TASK GOAL
Every entry below must be retyped exactly, and the pictures must be left out.

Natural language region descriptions
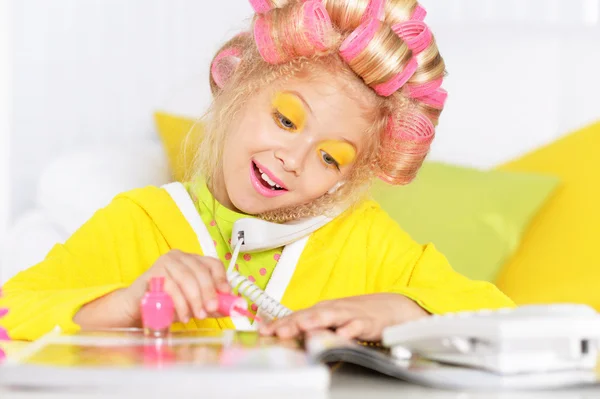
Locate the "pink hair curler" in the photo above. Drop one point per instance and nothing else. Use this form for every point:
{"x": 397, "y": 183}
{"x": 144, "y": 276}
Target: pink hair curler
{"x": 157, "y": 309}
{"x": 261, "y": 6}
{"x": 317, "y": 24}
{"x": 437, "y": 99}
{"x": 375, "y": 9}
{"x": 419, "y": 13}
{"x": 309, "y": 38}
{"x": 232, "y": 305}
{"x": 411, "y": 127}
{"x": 224, "y": 65}
{"x": 406, "y": 142}
{"x": 358, "y": 40}
{"x": 416, "y": 35}
{"x": 391, "y": 86}
{"x": 265, "y": 43}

ANSWER BOX
Locate the "pink hair curler" in the photo above. Drop one point per instance and nothing else. Use this form for every point:
{"x": 397, "y": 183}
{"x": 144, "y": 276}
Target: pink hair curler
{"x": 157, "y": 309}
{"x": 261, "y": 6}
{"x": 317, "y": 24}
{"x": 437, "y": 99}
{"x": 375, "y": 9}
{"x": 419, "y": 13}
{"x": 309, "y": 38}
{"x": 232, "y": 305}
{"x": 411, "y": 127}
{"x": 224, "y": 65}
{"x": 406, "y": 142}
{"x": 358, "y": 40}
{"x": 416, "y": 35}
{"x": 391, "y": 86}
{"x": 265, "y": 43}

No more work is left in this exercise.